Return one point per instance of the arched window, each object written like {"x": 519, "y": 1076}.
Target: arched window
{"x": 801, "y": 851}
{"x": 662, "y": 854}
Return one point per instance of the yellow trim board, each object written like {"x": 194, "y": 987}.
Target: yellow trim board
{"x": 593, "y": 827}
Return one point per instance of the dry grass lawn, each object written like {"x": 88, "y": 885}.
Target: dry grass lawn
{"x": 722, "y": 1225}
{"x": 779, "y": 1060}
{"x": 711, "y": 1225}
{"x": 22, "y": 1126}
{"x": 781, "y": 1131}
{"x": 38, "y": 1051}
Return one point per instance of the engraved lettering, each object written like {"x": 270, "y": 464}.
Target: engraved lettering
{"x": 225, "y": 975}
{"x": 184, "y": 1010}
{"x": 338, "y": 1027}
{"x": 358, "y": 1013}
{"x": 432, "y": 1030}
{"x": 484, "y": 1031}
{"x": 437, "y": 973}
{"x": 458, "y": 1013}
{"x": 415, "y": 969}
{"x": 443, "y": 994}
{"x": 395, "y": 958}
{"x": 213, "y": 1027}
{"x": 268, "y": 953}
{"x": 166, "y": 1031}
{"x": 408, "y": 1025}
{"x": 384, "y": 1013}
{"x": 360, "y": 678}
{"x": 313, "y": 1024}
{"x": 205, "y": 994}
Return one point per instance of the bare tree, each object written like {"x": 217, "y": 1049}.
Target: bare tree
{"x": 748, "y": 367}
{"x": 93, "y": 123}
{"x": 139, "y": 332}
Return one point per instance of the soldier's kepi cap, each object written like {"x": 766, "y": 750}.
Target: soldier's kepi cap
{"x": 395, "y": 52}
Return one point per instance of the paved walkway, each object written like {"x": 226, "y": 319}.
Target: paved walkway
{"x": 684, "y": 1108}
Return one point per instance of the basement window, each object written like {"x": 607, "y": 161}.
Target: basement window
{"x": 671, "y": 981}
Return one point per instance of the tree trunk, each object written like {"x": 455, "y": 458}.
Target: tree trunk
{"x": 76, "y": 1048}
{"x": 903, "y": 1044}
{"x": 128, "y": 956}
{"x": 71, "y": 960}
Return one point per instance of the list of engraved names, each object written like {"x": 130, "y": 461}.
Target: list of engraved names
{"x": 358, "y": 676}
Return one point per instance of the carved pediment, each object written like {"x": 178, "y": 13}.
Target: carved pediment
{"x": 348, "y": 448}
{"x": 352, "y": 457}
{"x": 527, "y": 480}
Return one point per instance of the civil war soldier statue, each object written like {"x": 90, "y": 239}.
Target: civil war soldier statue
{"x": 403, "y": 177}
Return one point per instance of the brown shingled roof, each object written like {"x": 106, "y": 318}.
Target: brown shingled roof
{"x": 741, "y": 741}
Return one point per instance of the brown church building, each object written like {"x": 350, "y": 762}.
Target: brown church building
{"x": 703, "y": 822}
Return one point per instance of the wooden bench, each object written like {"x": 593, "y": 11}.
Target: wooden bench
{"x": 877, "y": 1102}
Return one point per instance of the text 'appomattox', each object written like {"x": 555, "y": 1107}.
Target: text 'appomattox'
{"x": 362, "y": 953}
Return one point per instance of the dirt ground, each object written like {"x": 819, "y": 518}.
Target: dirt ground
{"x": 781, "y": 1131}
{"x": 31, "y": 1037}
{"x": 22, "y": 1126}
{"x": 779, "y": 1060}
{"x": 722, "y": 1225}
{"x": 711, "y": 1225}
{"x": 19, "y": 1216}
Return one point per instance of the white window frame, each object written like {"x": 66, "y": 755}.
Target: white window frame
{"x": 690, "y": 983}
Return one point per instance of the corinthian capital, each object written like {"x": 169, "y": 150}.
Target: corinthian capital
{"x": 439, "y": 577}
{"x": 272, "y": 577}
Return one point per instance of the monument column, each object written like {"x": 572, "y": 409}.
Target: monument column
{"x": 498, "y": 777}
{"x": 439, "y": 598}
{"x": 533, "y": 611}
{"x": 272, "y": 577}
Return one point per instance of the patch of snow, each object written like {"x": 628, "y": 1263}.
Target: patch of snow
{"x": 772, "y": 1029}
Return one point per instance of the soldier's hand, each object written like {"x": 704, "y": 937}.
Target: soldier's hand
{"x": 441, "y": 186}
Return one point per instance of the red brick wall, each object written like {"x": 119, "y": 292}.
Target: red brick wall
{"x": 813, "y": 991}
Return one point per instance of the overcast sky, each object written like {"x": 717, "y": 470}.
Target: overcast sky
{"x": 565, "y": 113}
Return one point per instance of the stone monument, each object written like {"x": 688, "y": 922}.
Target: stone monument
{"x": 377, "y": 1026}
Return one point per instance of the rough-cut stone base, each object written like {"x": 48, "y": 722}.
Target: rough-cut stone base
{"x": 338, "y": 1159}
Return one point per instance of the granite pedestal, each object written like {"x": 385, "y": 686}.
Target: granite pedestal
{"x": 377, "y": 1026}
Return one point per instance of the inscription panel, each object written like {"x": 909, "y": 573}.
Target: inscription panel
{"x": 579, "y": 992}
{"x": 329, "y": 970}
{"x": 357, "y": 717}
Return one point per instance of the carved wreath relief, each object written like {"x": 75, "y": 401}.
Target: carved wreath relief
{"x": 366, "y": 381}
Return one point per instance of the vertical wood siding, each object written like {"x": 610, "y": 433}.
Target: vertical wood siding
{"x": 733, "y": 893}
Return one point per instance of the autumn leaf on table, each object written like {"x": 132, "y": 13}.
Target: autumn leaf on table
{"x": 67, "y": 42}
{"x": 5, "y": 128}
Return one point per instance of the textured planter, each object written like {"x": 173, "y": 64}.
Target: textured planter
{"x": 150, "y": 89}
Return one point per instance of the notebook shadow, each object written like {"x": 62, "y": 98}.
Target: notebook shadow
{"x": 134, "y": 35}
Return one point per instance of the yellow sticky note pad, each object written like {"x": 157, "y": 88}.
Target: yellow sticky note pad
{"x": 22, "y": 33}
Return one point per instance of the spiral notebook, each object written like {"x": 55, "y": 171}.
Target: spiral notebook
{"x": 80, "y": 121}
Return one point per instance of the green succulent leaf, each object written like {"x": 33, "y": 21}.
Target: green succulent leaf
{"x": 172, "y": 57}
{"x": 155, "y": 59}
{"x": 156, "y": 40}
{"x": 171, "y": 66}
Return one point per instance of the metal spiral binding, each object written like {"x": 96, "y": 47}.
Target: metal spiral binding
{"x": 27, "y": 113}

Brief :: Reproduce every line of the listing above verbatim, keeping the original order and formatting.

Solved exercise ::
Return one point per instance of the arched window, each object written like {"x": 519, "y": 1076}.
Target: arched window
{"x": 801, "y": 851}
{"x": 662, "y": 854}
Return one point per instance of the yellow trim board, each object written like {"x": 194, "y": 987}.
Target: yellow trim board
{"x": 593, "y": 827}
Return one point per instance of the dry grass lawn, each object written like {"x": 88, "y": 885}.
Target: dry grass lawn
{"x": 722, "y": 1225}
{"x": 779, "y": 1060}
{"x": 711, "y": 1225}
{"x": 22, "y": 1126}
{"x": 781, "y": 1131}
{"x": 38, "y": 1051}
Return one point per instance of the engraved lettering, each object written like {"x": 270, "y": 464}.
Target: engraved lettering
{"x": 225, "y": 975}
{"x": 184, "y": 1010}
{"x": 338, "y": 1027}
{"x": 358, "y": 1013}
{"x": 432, "y": 1030}
{"x": 484, "y": 1031}
{"x": 437, "y": 973}
{"x": 458, "y": 1013}
{"x": 415, "y": 969}
{"x": 443, "y": 994}
{"x": 395, "y": 958}
{"x": 213, "y": 1027}
{"x": 268, "y": 953}
{"x": 166, "y": 1031}
{"x": 408, "y": 1025}
{"x": 384, "y": 1013}
{"x": 360, "y": 678}
{"x": 313, "y": 1024}
{"x": 205, "y": 994}
Return one point per instance of the bare tree, each object written like {"x": 217, "y": 1049}.
Target: bare tree
{"x": 748, "y": 367}
{"x": 93, "y": 123}
{"x": 139, "y": 332}
Return one point per instance of the soldier's kepi cap, each object written like {"x": 766, "y": 750}.
Target: soldier's kepi cap
{"x": 395, "y": 52}
Return one point per instance of the paved walkway, each object written like {"x": 226, "y": 319}.
Target: paved walkway
{"x": 684, "y": 1108}
Return one point per instance of the basement window, each object written like {"x": 607, "y": 161}.
Target: basement window
{"x": 671, "y": 981}
Return one point per instance of the tree trunk, each object written like {"x": 455, "y": 458}.
Target: tree trunk
{"x": 76, "y": 1048}
{"x": 903, "y": 1044}
{"x": 128, "y": 956}
{"x": 71, "y": 960}
Return one point per instance of the list of engraved names, each object written like {"x": 130, "y": 461}.
Target: list of engraved names
{"x": 358, "y": 676}
Return one point per instance of the carved pediment, each object written like {"x": 178, "y": 13}.
Target: carved pediment
{"x": 348, "y": 448}
{"x": 352, "y": 457}
{"x": 527, "y": 480}
Return one point per instance of the civil war soldier statue, each object written like {"x": 90, "y": 239}.
Target: civil war soldier statue
{"x": 403, "y": 177}
Return one point per instance of the brown shingled roof, each object written like {"x": 106, "y": 318}.
Target: brown shingled roof
{"x": 741, "y": 741}
Return one point per instance of the brown church building, each object written like {"x": 350, "y": 762}.
Target: brown church building
{"x": 703, "y": 822}
Return one point per instance of the wooden bench, each object written like {"x": 593, "y": 11}.
Target: wooden bench
{"x": 877, "y": 1102}
Return one point per instance of the text 'appomattox', each object written like {"x": 555, "y": 1107}.
Target: text 'appomattox'
{"x": 362, "y": 953}
Return one point per instance of the dirt ground, each object written like {"x": 819, "y": 518}.
Target: dirt ground
{"x": 781, "y": 1131}
{"x": 31, "y": 1037}
{"x": 22, "y": 1126}
{"x": 779, "y": 1060}
{"x": 722, "y": 1225}
{"x": 711, "y": 1225}
{"x": 19, "y": 1216}
Return one point per instance of the white window frame, each object written like {"x": 66, "y": 755}.
Target: white window frame
{"x": 690, "y": 983}
Return one point per instance of the corinthian capital, each object written like {"x": 169, "y": 150}.
Target: corinthian capital
{"x": 439, "y": 577}
{"x": 272, "y": 577}
Return one point per instance of the monument column, each object written like {"x": 572, "y": 409}.
Target: monument column
{"x": 498, "y": 777}
{"x": 439, "y": 598}
{"x": 533, "y": 611}
{"x": 272, "y": 577}
Return one point per instance of the patch of snow, each object written like {"x": 628, "y": 1263}.
Target: patch of snow
{"x": 772, "y": 1029}
Return one point per instance of the soldier's hand, each object written like {"x": 704, "y": 937}.
Target: soldier's hand
{"x": 441, "y": 186}
Return one point per instance of the red brick wall, each object written like {"x": 119, "y": 292}.
Target: red brick wall
{"x": 813, "y": 991}
Return one point per instance of the overcast sky, each object written like {"x": 717, "y": 470}.
Target: overcast sky
{"x": 565, "y": 113}
Return one point per instance of the stone monument, each object written like {"x": 688, "y": 922}.
Target: stone monument
{"x": 377, "y": 1026}
Return one point per instance of the rough-cut stone base, each object written like {"x": 48, "y": 722}.
Target: rough-cut stone base
{"x": 338, "y": 1159}
Return one point per instance of the granite pedestal, each object written like {"x": 385, "y": 686}.
Target: granite pedestal
{"x": 377, "y": 1026}
Return one point per instance of the inscription panel, each object written like {"x": 909, "y": 573}.
Target: inscription panel
{"x": 579, "y": 992}
{"x": 329, "y": 970}
{"x": 357, "y": 717}
Return one point per instance of the carved wreath relief, each object written like {"x": 75, "y": 401}.
Target: carved wreath relief
{"x": 366, "y": 381}
Return one point per instance of the vertical wood siding, each object written like {"x": 610, "y": 433}.
Target: vertical wood siding
{"x": 733, "y": 893}
Return one point per instance of the autumn leaf on table, each object written like {"x": 132, "y": 13}.
Target: autumn leaf on table
{"x": 67, "y": 42}
{"x": 5, "y": 128}
Return one point per instance of the textured planter, each object written like {"x": 173, "y": 64}.
Target: textured planter
{"x": 150, "y": 89}
Return one point per instance of the notebook shadow, each object written like {"x": 62, "y": 98}.
Target: notebook shadow
{"x": 134, "y": 35}
Return one point per instance of the yellow sticky note pad, each object written like {"x": 157, "y": 88}.
Target: yellow sticky note pad
{"x": 22, "y": 33}
Return one point per instance of the spiral notebook, each object written like {"x": 55, "y": 171}.
Target: spiral notebook
{"x": 80, "y": 121}
Return one point per instance of the green succulent leaf, each object written like {"x": 33, "y": 21}.
Target: green succulent leaf
{"x": 172, "y": 57}
{"x": 155, "y": 59}
{"x": 156, "y": 40}
{"x": 171, "y": 66}
Return one point per instance of the metal spiral binding, each object written like {"x": 96, "y": 47}.
Target: metal spiral binding
{"x": 27, "y": 113}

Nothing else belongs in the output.